ASSIGNMENT: Your response should be the complete listing, copied exactly.

PROVIDED RECORDS:

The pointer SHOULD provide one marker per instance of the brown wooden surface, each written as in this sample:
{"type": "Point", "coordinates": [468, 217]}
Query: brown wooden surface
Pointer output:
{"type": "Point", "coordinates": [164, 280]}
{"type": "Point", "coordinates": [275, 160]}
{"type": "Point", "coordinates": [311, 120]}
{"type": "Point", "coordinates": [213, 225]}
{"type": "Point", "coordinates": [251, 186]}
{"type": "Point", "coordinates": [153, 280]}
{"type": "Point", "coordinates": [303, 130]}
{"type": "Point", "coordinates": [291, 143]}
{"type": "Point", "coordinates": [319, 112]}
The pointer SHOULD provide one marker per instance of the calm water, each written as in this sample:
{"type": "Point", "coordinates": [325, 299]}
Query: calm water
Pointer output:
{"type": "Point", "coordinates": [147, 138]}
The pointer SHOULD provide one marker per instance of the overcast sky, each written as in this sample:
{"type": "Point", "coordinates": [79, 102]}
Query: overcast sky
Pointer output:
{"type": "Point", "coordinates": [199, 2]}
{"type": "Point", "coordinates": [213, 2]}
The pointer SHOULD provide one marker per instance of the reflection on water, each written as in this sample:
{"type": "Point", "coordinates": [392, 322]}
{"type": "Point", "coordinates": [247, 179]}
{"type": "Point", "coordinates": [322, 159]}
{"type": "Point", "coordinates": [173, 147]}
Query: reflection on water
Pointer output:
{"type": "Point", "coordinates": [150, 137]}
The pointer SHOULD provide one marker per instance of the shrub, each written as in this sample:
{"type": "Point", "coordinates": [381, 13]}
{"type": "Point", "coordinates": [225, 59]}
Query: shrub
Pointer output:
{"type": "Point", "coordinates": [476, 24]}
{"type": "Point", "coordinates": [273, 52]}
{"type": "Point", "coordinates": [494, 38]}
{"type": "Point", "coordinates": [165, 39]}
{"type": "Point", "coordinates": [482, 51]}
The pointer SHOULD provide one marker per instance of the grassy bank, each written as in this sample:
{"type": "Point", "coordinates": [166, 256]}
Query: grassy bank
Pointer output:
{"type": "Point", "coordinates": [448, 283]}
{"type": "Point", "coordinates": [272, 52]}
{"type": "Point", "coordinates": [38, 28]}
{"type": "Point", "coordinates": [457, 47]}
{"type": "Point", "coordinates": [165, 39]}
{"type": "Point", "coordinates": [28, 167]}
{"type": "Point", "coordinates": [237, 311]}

OUTPUT OF THE TASK:
The pointer SHOULD provide one marker per instance of the brown wooden surface, each written as in this sample:
{"type": "Point", "coordinates": [468, 217]}
Query: brown wooden surface
Pointer output:
{"type": "Point", "coordinates": [164, 280]}
{"type": "Point", "coordinates": [275, 160]}
{"type": "Point", "coordinates": [311, 120]}
{"type": "Point", "coordinates": [213, 225]}
{"type": "Point", "coordinates": [251, 186]}
{"type": "Point", "coordinates": [153, 280]}
{"type": "Point", "coordinates": [303, 130]}
{"type": "Point", "coordinates": [291, 143]}
{"type": "Point", "coordinates": [319, 112]}
The pointer SHOULD provide one marker per instance of the calm water, each written as in this sample:
{"type": "Point", "coordinates": [325, 299]}
Query: calm water
Pointer output:
{"type": "Point", "coordinates": [147, 138]}
The pointer SHOULD provide one marker per instance of the overcast sky, each written as in this sample:
{"type": "Point", "coordinates": [79, 102]}
Query: overcast sky
Pointer output:
{"type": "Point", "coordinates": [199, 2]}
{"type": "Point", "coordinates": [213, 2]}
The pointer SHOULD provide one marker per instance of the reflection on water, each written as in this sample:
{"type": "Point", "coordinates": [392, 322]}
{"type": "Point", "coordinates": [247, 179]}
{"type": "Point", "coordinates": [322, 159]}
{"type": "Point", "coordinates": [173, 147]}
Query: reflection on water
Pointer output:
{"type": "Point", "coordinates": [150, 137]}
The pointer SHOULD provide one marker per instance of the shrub, each written as in this sample:
{"type": "Point", "coordinates": [381, 13]}
{"type": "Point", "coordinates": [225, 59]}
Query: shrub
Pointer output:
{"type": "Point", "coordinates": [476, 24]}
{"type": "Point", "coordinates": [273, 52]}
{"type": "Point", "coordinates": [494, 38]}
{"type": "Point", "coordinates": [165, 39]}
{"type": "Point", "coordinates": [482, 51]}
The pointer SHOULD provide one marker per instance of the grassy bank, each written as in this sample:
{"type": "Point", "coordinates": [166, 256]}
Query: grassy bank
Pointer output:
{"type": "Point", "coordinates": [448, 283]}
{"type": "Point", "coordinates": [272, 52]}
{"type": "Point", "coordinates": [38, 28]}
{"type": "Point", "coordinates": [457, 47]}
{"type": "Point", "coordinates": [165, 39]}
{"type": "Point", "coordinates": [28, 167]}
{"type": "Point", "coordinates": [237, 311]}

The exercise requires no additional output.